#### Your task
Reproduce the listing below word for word, every line from start to finish.

::::

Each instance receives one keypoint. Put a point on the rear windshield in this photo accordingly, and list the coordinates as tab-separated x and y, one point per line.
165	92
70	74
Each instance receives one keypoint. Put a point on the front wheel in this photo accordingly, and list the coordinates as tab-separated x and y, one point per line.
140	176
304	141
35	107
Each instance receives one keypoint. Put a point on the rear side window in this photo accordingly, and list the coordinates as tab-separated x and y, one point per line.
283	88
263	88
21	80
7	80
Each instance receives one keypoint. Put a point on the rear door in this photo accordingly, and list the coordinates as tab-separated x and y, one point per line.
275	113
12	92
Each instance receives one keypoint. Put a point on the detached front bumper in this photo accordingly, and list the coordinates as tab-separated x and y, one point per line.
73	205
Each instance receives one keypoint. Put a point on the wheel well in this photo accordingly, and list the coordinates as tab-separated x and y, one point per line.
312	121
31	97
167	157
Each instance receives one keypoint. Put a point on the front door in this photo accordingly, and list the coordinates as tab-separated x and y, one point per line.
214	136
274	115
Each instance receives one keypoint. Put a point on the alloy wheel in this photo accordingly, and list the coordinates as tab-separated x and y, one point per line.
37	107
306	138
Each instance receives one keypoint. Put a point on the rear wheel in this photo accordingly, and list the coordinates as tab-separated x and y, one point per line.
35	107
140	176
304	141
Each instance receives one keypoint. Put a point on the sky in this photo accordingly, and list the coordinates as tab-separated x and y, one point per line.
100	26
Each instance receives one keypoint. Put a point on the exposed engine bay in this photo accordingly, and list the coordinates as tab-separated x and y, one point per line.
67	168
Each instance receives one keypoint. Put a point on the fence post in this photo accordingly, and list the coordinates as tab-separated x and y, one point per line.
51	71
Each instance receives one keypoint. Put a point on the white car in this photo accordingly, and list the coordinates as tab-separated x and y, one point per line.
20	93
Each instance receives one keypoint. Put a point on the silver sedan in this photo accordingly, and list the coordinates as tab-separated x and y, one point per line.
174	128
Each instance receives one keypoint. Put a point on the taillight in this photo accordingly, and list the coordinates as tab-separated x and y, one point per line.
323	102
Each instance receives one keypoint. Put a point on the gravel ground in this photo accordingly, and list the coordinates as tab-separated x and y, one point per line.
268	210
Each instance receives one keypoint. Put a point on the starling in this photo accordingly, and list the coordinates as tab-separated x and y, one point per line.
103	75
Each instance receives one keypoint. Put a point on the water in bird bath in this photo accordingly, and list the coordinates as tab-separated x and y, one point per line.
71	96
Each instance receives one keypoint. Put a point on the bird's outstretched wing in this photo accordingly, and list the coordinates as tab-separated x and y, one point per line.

::::

#### Solution for this task
Each instance receives one keypoint. Put a point on the rear windshield in this photo accordingly, and list the coordinates as tab-separated x and y, one point per line.
165	92
70	74
Each instance receives one keypoint. Put a point on the front wheel in this photo accordingly, and list the coordinates as tab-separated x and y, one point per line.
140	176
304	141
35	107
Each instance receives one keypoint. Put a point on the rear side window in this photo accordingly, and list the coordinates as tab-separated x and y, one point per line.
283	88
263	88
21	80
7	80
Each instance receives one keypoint. Put a point on the rear door in this photo accordingly, and list the coordinates as tab-separated x and y, one point per line.
275	113
12	92
Each instance receives one keypoint. Put a point on the detached front bumper in this photo accordingly, and list the coordinates as tab-separated x and y, one point per line.
73	205
Each instance receives one keypoint. Put a point on the wheel well in this photo accordingly, and list the coordinates as tab-separated x and y, one point per line.
312	121
31	97
167	157
Each instance receives one keypoint. Put a point on the front door in this photo accordingly, and list the coordinates as tab-separated x and y, one point per line.
214	136
274	115
Each instance receives one keypoint. Put a point on the alloy wheel in this photo accordingly, and list the coordinates as tab-separated x and y, one point per line.
37	107
306	138
Each instance receives one keypoint. Put a point on the rear wheel in this photo accordingly, and list the coordinates as tab-separated x and y, one point per line.
35	107
140	176
304	141
Each instance receives one keypoint. Put a point on the sky in this photo accordingly, and list the coordinates as tab-separated x and y, one point per line.
100	26
Each instance receives one keypoint. Put a point on the exposed engine bay in this photo accordingly, and list the coordinates as tab-separated x and y, one point per line.
67	168
Each instance receives one keypoint. Put a point on the fence post in this photo accordingly, and list the coordinates as tab-separated x and y, one point per line.
51	71
Each instance receives one keypoint. Put a point on the white car in this photo accordingly, and list the coordinates as tab-separated x and y, one point per line.
20	93
Each instance receives one keypoint. Put a point on the silver sedan in this photo accordingly, and list the coordinates as tab-separated x and y, one point per line.
174	128
Each instance receives one keypoint. Put a point on the taillight in this photo accordingly, and list the coordinates as tab-separated x and y, one point per line.
323	102
Each instance receives one keypoint. Put a point on the gravel ground in this photo accordingly, and list the coordinates as tab-separated x and y, one point per line.
268	210
Each instance receives one keypoint. Put a point on the starling in this photo accordingly, and list the coordinates as tab-separated x and y, one point per line.
103	75
Each instance receives one keypoint. Put a point on the water in bird bath in this photo accordingly, and list the coordinates as tab-separated x and y, one point per line.
71	96
Each instance receives one keypoint. Put a point on the bird's outstretched wing in this photo accordingly, and list the coordinates as tab-separated x and y, one point per line.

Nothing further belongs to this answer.